_Text excerpt_.
* Begin *

The UAE Central Bank had ordered banks and financial companies to adhere to its Notice Number 237/2013 dated July 18, 2013, with regard to issuance and marketing of mutual funds. The Central Bank has asked all banks and investment companies to complete a sheet in respect of mutual funds issued or marketed by the bank/company in the UAE since inception up to February 24, 2009, in order to provide information to Securities and Commodities Authority (SCA). According to Article 2 of the Regulations, mutual funds established in a free zone within the UAE are treated as foreign funds. The regulations define a mutual or investment fund as essentially a financial vehicle for the purpose of investment against the issue of investment units of equal value and rights. As per the law, no local mutual fund may be established and no foreign mutual fund may be promoted within the UAE, prior to obtaining a licence for establishment or approval of the promotion of the mutual fund from the SCA.

Islamic banking BPO at Infopark

Islamic banking is yet to get a foothold in the country with RBI not extending the permission, but the Indian subsidiary of a Kuwait company is setting up a global support centre providing Islamic core banking solutions at Infopark, Cherthala, on Friday. Path Solutions India is a wholly owned subsidiary of Path Solutions K.S.C.C, Ku­w­ait. According to Mohammed Kateeb, group chairman and CEO of Path Solutions, the company plans to have over 30 professionals working from its global support and development centre by the end of second quarter. Path Solutions wants to utilize the local skilled resources to deliver value-added software solutions and services to its clients. The centre will be opened by Aroor MLA A.M. Arif at 5 pm. IT principal secretary P.H. Kurien and Infopark CEO Hrishikesh Nair will attend the function among others.

Sharjah Islamic Bank's ratings affirmed with 'stable' outlooks

Capital Intelligence (CI) has maintained Sharjah Islamic Bank's (SIB) Financial Strength Rating (FSR) at 'BBB+', with SIB's exceptionally sound capital adequacy ratio (CAR) and good liquidity being major supporting factors. Rising non-performing Islamic financing facilities (NPIFFs), a low coverage ratio and high customer concentrations are major constraining factors. While profitability had been under some strain in the recent past, the Bank's good Q1 2013 operating performance is a favourable development. A 'Stable' Outlook is appended to the FSR on the expectation that some of the impaired IFFs will move off the non-performing list later this year, and that the coverage ratio will improve. However, if ratios remain unchanged or worsen, the FSR could be further adjusted downwards at the next review. The Foreign Currency Ratings are affirmed at 'A-' Long-Term and 'A2' Short-Term with a 'Stable' Outlook.

* End *

_Directives_.
1. In the banking news text, what Financial Strength Rating did Capital Intelligence maintain for Sharjah Islamic Bank?
2. Reproduce the banking news text between "Islamic banking is" and "function among others.", inclusive.
3. Pick up the banking news text from its final sentence and keep writing.
The lines after this point have no connection to the banking news text.

_Given information_.
* Begin *

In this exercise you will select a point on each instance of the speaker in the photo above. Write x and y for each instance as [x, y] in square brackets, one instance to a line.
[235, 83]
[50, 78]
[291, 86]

* End *

_Written answers_.
1. 'BBB+'

2.
Islamic banking is yet to get a foothold in the country with RBI not extending the permission, but the Indian subsidiary of a Kuwait company is setting up a global support centre providing Islamic core banking solutions at Infopark, Cherthala, on Friday. Path Solutions India is a wholly owned subsidiary of Path Solutions K.S.C.C, Ku­w­ait. According to Mohammed Kateeb, group chairman and CEO of Path Solutions, the company plans to have over 30 professionals working from its global support and development centre by the end of second quarter. Path Solutions wants to utilize the local skilled resources to deliver value-added software solutions and services to its clients. The centre will be opened by Aroor MLA A.M. Arif at 5 pm. IT principal secretary P.H. Kurien and Infopark CEO Hrishikesh Nair will attend the function among others.

3.
ADIB stages historical exhibition for Ramadan

Abu Dhabi Islamic Bank (ADIB) opens its annual Ramadan exhibition this year at the Emirates Palace in Abu Dhabi. The Road from Jerusalem to Mecca and Medina follows last year's exhibition Discovering Ka'aba withtwo more replicas of central landmarks in Islamic history. The exhibition portrays a historical journey through three holy sites of historical and religious significance. The Road from Jerusalem to Mecca and Medina includes a replica of the Ka'aba which illustrates both the Ka'aba's outer façade and its inner structure. Rare photographs of the Ka'aba that depict its various architectural and design elements will also be on display. In addition, the exhibition showcases the Al-Nabawi Mosque and a model of the Al-Aqsa Mosque. The exhibition is open to the public every day from 08:30am to 12:00 midnight throughout the whole month of Ramadan.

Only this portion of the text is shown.